__Aufgabe__. Gib den folgenden Text über die italienische Opernreform vollständig und wortgetreu wieder.

__Lesetext__.
--
Rainer Schossig: Bisher galt Christoph Willibald Gluck als Erfinder der Opernreform. Gluck entrümpelte vor 250 Jahren das Musiktheater und führte die Oper zu nie gekanntem neuen Glanz. Ob die Politiker, die derzeit in Italien eine sogenannte Opernreform durchziehen, ähnliche Ergebnisse erzielen werden, darf bezeichnet werden. Federführend ist Berlusconis Kulturminister Sandro Bondi: Der kündigte vor einem halben Jahr schon an, dass der verschwenderische Gebrauch öffentlicher Gelder in der Filmindustrie, wie er sagte, gestoppt werden müsse. Nun ist also die Oper dran. Im Ministerrat ist die Reform bereits verabschiedet. Auch wenn das Kleingedruckte noch nicht veröffentlicht wurde, ist der Inhalt bekannt und heftig umstritten. Frage an Thomas Migge in Rom: Die von Kulturminister Bondi angekündigte, oder besser vielleicht, angedrohte Reform der staatlichen Opernhäuser scheint also nun quasi Realität. Was sind denn die Eckpunkte dieser Reform?
--
__Bereitgestellte Daten__.
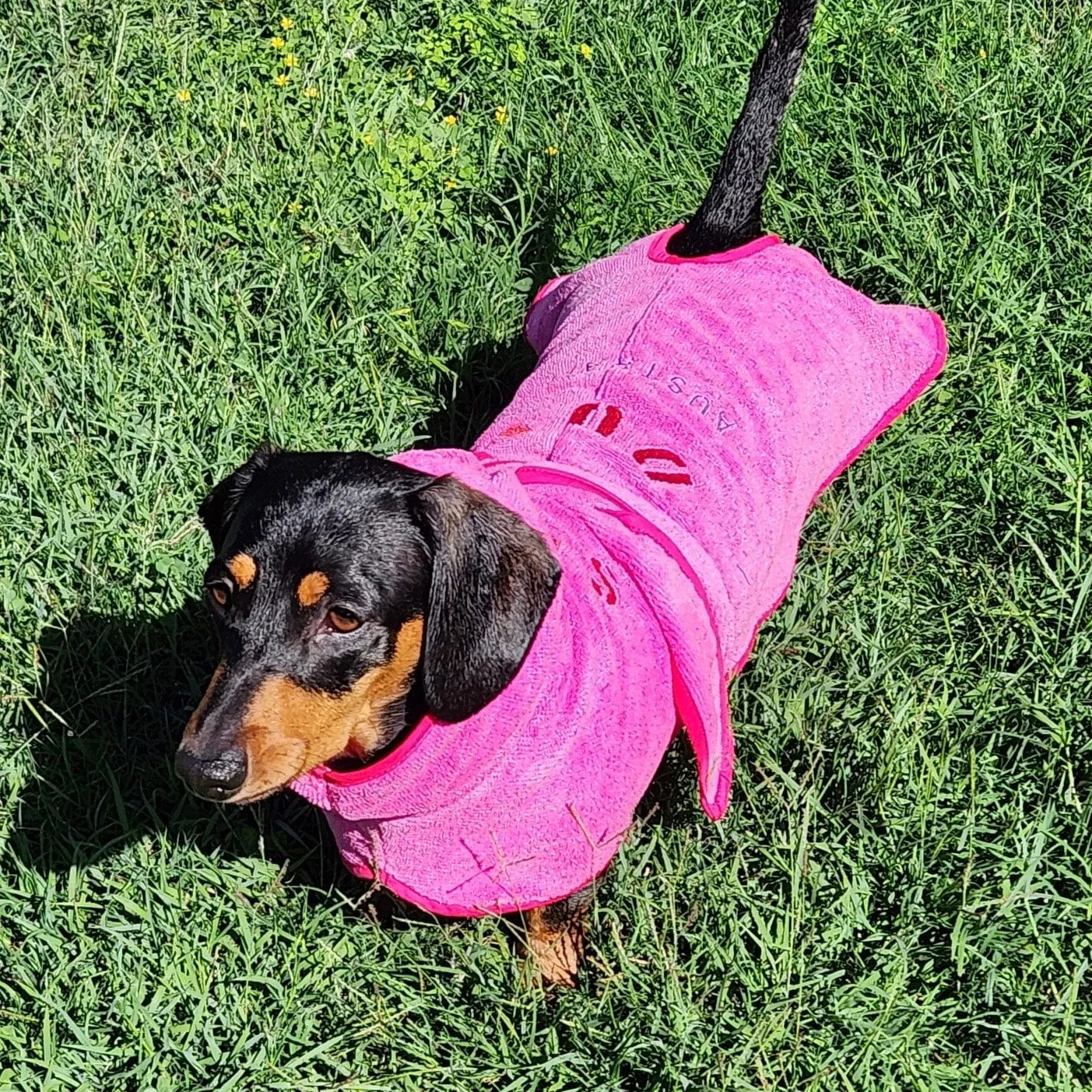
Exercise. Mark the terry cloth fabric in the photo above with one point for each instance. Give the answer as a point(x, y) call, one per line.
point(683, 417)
--
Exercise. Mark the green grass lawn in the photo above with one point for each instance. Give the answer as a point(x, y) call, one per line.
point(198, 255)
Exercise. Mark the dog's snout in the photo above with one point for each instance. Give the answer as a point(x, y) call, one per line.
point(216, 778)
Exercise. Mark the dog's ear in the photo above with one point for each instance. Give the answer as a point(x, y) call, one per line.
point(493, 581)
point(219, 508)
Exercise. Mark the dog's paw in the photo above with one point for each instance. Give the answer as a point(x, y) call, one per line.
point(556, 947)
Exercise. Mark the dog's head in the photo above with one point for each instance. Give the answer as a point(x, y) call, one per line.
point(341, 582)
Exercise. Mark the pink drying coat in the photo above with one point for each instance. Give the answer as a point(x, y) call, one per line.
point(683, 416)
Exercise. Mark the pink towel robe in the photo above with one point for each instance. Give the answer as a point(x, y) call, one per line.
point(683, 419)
--
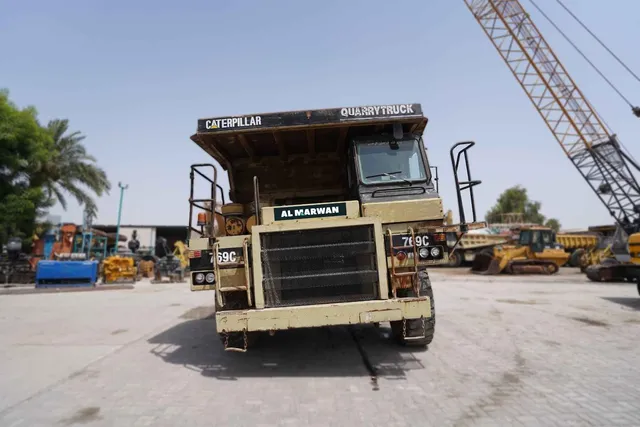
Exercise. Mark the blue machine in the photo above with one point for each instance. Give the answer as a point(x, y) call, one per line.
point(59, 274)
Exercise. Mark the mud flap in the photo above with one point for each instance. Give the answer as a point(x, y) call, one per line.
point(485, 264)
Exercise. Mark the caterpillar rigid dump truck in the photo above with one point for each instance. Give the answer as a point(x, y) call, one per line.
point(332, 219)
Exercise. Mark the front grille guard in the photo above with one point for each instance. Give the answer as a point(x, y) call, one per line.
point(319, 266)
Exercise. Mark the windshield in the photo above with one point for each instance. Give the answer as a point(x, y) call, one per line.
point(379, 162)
--
__Lösung__.
Rainer Schossig: Bisher galt Christoph Willibald Gluck als Erfinder der Opernreform. Gluck entrümpelte vor 250 Jahren das Musiktheater und führte die Oper zu nie gekanntem neuen Glanz. Ob die Politiker, die derzeit in Italien eine sogenannte Opernreform durchziehen, ähnliche Ergebnisse erzielen werden, darf bezeichnet werden. Federführend ist Berlusconis Kulturminister Sandro Bondi: Der kündigte vor einem halben Jahr schon an, dass der verschwenderische Gebrauch öffentlicher Gelder in der Filmindustrie, wie er sagte, gestoppt werden müsse. Nun ist also die Oper dran. Im Ministerrat ist die Reform bereits verabschiedet. Auch wenn das Kleingedruckte noch nicht veröffentlicht wurde, ist der Inhalt bekannt und heftig umstritten. Frage an Thomas Migge in Rom: Die von Kulturminister Bondi angekündigte, oder besser vielleicht, angedrohte Reform der staatlichen Opernhäuser scheint also nun quasi Realität. Was sind denn die Eckpunkte dieser Reform?